◆ PROMPT: Look below for the line holding "x=344, y=202" and the line holding "x=754, y=143". Transcribe exactly those lines and all lines between them, nothing more.

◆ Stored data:
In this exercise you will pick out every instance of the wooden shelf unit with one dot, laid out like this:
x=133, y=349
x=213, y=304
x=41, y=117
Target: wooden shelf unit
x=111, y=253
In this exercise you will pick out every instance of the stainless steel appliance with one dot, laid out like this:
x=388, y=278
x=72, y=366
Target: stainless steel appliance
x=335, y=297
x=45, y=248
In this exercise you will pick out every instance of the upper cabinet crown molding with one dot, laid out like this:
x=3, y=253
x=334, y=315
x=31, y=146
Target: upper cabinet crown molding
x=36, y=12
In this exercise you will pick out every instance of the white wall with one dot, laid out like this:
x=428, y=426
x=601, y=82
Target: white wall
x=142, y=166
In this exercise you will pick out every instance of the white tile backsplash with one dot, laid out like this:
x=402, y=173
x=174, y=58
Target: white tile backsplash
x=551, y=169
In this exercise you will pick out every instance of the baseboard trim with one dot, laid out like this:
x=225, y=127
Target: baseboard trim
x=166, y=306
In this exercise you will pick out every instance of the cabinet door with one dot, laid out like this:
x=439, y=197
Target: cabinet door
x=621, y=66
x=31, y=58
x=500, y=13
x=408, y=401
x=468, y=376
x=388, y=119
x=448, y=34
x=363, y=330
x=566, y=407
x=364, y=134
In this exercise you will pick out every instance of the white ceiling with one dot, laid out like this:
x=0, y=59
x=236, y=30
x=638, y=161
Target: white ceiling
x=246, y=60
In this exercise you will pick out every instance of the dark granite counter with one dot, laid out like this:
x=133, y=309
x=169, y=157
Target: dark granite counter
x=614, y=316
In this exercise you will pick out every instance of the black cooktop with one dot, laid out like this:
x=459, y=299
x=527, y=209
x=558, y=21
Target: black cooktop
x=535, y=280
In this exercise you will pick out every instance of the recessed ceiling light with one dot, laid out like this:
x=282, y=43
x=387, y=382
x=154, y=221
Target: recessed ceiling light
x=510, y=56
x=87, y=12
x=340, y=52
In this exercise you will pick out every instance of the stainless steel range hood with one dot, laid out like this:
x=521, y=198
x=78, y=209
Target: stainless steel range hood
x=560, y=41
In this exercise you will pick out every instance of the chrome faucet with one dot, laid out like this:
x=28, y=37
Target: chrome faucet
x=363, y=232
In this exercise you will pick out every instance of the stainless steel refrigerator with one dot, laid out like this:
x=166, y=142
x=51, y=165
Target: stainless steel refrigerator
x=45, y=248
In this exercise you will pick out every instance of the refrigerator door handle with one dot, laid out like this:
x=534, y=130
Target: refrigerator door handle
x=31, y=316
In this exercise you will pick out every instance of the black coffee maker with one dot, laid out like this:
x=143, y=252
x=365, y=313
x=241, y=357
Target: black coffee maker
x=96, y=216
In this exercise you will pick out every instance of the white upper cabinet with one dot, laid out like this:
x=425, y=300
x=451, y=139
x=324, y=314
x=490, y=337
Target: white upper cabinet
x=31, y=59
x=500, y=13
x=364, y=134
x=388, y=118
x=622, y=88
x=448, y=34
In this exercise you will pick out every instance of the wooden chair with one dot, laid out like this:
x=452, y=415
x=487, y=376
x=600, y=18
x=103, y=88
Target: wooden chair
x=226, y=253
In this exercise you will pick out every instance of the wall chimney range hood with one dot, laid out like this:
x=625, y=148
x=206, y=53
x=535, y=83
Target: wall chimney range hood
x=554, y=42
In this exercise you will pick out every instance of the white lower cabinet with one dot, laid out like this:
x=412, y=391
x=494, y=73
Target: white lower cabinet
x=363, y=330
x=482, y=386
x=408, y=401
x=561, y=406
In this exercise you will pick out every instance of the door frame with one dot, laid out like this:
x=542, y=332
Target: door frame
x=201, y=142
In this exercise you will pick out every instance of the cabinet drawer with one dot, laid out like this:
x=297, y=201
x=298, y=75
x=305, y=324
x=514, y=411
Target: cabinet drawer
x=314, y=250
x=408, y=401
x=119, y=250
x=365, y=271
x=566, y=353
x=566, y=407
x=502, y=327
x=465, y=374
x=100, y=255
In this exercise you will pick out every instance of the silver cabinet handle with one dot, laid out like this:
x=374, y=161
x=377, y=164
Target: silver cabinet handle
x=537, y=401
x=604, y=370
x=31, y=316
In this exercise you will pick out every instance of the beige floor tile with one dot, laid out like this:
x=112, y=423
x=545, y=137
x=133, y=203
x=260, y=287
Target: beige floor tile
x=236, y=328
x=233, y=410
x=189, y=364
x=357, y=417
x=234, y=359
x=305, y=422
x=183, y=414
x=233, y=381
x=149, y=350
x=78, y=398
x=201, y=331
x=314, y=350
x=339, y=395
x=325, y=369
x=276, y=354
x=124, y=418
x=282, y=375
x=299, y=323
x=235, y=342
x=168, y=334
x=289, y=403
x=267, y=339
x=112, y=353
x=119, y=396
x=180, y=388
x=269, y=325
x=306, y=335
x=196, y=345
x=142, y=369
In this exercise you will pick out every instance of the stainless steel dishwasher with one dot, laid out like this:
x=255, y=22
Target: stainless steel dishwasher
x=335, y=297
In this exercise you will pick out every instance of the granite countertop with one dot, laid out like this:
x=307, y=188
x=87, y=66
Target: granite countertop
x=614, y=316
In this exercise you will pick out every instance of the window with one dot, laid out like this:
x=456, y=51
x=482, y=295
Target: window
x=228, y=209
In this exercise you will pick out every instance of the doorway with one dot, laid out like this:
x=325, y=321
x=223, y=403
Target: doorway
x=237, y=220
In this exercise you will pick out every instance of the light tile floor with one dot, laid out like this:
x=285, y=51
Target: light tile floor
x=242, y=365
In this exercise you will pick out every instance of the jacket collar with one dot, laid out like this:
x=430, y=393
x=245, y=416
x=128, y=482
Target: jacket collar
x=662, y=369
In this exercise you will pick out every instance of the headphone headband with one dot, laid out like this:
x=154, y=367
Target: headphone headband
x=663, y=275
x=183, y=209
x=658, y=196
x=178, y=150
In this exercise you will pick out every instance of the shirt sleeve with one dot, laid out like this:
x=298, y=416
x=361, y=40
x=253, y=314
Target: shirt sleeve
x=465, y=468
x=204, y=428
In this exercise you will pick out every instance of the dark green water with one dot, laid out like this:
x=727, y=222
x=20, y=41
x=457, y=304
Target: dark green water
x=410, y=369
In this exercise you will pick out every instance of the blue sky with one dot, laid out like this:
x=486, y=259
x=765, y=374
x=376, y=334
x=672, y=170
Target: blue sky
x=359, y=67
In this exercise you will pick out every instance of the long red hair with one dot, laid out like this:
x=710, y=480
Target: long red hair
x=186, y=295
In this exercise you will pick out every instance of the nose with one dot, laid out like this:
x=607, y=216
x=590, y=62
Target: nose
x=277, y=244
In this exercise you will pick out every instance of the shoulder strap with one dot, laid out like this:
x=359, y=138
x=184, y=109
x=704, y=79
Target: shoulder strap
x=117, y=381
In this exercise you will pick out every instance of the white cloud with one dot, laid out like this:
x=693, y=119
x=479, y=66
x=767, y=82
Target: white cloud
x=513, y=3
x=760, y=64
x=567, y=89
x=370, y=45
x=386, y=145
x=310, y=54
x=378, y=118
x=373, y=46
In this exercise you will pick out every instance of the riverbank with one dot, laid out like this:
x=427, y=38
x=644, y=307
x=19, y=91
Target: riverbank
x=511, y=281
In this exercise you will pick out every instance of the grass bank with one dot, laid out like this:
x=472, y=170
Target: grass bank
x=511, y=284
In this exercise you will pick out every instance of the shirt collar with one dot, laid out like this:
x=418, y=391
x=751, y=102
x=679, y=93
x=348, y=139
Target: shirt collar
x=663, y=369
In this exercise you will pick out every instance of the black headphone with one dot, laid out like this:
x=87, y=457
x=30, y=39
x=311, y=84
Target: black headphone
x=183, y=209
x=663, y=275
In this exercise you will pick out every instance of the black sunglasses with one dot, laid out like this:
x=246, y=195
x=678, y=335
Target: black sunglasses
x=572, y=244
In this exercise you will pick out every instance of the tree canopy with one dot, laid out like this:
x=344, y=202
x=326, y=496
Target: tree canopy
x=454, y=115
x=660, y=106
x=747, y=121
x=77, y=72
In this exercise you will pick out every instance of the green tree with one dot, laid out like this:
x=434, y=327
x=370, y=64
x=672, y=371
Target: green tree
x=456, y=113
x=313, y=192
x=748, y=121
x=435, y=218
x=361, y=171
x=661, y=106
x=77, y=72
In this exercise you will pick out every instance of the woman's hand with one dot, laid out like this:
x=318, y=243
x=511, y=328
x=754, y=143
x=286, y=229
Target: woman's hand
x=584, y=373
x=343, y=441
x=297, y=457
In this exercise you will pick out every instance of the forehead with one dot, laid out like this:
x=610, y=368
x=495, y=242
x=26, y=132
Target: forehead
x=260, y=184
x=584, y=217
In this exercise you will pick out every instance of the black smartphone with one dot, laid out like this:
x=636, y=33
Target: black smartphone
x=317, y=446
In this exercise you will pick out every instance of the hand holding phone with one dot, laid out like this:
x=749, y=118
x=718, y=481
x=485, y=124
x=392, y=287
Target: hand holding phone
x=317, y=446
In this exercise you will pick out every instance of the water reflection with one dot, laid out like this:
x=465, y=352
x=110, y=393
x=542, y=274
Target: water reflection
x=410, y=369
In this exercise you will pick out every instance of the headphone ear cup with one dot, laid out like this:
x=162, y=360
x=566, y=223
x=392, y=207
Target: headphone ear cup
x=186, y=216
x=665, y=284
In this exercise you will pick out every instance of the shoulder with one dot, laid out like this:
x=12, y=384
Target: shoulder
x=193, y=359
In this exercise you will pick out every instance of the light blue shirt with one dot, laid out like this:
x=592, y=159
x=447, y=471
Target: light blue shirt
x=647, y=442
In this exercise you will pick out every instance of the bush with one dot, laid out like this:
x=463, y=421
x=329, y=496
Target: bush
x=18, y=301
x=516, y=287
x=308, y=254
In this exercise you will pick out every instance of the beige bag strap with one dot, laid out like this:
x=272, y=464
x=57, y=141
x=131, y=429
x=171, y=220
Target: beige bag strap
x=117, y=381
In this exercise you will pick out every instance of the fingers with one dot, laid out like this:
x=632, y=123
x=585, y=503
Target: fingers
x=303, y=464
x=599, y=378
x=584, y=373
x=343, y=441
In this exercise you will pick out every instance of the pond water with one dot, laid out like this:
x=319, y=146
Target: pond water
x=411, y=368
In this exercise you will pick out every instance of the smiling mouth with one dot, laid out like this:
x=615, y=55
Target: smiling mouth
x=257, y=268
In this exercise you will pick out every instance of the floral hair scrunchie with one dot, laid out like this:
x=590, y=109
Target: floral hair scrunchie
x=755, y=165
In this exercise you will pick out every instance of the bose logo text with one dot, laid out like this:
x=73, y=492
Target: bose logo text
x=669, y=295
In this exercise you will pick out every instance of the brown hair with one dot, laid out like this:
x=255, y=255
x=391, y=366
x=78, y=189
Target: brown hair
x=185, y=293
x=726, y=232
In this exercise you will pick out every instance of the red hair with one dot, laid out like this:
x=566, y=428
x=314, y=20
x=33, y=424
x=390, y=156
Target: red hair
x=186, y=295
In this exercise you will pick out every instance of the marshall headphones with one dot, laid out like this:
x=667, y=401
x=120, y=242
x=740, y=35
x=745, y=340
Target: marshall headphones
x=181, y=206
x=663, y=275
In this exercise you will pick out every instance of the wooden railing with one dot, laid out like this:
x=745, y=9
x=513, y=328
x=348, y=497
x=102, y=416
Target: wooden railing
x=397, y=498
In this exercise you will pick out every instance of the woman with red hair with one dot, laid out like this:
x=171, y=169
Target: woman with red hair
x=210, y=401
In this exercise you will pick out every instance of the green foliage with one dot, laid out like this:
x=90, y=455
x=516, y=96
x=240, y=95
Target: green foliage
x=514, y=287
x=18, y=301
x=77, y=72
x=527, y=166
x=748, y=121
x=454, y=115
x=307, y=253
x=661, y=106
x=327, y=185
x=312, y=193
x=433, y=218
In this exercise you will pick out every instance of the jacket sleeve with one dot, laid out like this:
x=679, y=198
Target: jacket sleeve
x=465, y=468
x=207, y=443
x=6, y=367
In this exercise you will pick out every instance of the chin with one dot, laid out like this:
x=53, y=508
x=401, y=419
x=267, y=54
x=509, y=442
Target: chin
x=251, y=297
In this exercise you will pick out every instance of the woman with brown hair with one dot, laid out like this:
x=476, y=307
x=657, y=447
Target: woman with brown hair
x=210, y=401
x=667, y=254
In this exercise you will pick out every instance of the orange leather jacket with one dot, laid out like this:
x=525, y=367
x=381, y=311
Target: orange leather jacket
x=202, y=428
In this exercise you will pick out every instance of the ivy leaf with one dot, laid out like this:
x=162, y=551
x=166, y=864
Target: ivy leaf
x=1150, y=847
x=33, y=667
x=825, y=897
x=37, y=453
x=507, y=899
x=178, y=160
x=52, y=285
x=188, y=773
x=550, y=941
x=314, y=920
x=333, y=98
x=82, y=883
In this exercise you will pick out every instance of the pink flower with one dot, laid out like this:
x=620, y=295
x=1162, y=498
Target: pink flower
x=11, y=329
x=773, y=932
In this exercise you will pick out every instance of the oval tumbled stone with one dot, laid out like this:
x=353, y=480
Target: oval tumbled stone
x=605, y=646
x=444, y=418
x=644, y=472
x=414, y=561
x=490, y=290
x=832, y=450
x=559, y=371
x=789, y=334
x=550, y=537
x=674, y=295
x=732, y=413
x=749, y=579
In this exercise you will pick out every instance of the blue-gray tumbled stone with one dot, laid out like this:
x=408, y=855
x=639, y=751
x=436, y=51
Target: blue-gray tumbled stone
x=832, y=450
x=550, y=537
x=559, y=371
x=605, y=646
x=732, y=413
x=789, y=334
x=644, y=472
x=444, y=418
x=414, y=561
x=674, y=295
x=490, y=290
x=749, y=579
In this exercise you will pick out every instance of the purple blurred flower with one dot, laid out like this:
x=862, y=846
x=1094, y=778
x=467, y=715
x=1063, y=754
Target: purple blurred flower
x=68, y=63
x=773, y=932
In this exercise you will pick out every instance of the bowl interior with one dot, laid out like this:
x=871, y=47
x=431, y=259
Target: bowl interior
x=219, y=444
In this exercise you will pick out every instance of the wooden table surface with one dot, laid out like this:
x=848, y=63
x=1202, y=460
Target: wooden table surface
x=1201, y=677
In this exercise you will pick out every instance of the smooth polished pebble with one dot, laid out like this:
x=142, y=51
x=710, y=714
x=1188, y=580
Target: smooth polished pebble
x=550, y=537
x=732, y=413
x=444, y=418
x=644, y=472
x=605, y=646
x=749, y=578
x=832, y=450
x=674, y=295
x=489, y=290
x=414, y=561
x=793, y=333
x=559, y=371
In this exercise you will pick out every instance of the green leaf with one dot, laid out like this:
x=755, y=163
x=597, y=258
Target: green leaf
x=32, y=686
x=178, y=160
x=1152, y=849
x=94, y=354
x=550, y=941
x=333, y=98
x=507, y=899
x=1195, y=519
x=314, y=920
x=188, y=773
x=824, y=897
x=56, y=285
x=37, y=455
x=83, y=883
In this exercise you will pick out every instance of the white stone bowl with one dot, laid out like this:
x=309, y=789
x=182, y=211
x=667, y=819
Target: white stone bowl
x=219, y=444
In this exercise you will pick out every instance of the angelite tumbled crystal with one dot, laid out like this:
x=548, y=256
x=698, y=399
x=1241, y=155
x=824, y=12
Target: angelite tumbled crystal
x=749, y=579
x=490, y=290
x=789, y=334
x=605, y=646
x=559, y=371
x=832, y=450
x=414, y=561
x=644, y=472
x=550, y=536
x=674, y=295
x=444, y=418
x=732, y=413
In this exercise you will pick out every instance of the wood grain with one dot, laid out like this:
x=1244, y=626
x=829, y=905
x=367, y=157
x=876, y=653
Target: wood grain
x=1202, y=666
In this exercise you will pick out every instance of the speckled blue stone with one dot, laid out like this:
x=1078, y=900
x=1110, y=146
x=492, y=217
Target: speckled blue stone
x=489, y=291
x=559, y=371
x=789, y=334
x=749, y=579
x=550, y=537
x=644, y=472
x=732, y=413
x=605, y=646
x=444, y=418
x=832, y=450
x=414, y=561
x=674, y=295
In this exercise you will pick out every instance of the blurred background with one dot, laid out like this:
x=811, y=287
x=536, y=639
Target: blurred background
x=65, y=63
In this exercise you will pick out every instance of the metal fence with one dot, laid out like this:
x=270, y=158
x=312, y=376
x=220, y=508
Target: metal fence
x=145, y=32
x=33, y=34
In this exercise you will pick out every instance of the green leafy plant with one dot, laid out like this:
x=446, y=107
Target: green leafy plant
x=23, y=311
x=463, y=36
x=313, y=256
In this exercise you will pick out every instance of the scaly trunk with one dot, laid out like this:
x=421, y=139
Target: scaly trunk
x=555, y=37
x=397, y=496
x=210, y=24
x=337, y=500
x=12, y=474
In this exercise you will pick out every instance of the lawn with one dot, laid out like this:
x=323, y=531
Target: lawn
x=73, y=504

◆ SOLUTION:
x=344, y=202
x=326, y=496
Target: tree canopy
x=454, y=115
x=660, y=106
x=747, y=121
x=77, y=72
In this exercise you will pick out every instance of the green tree with one dot, laid out like this:
x=434, y=327
x=370, y=64
x=672, y=371
Target: green tree
x=456, y=113
x=313, y=192
x=748, y=121
x=435, y=218
x=361, y=171
x=661, y=106
x=77, y=72
In this exercise you will pick out every instance of the woman's hand with one dot, laid out like this:
x=318, y=243
x=511, y=328
x=754, y=143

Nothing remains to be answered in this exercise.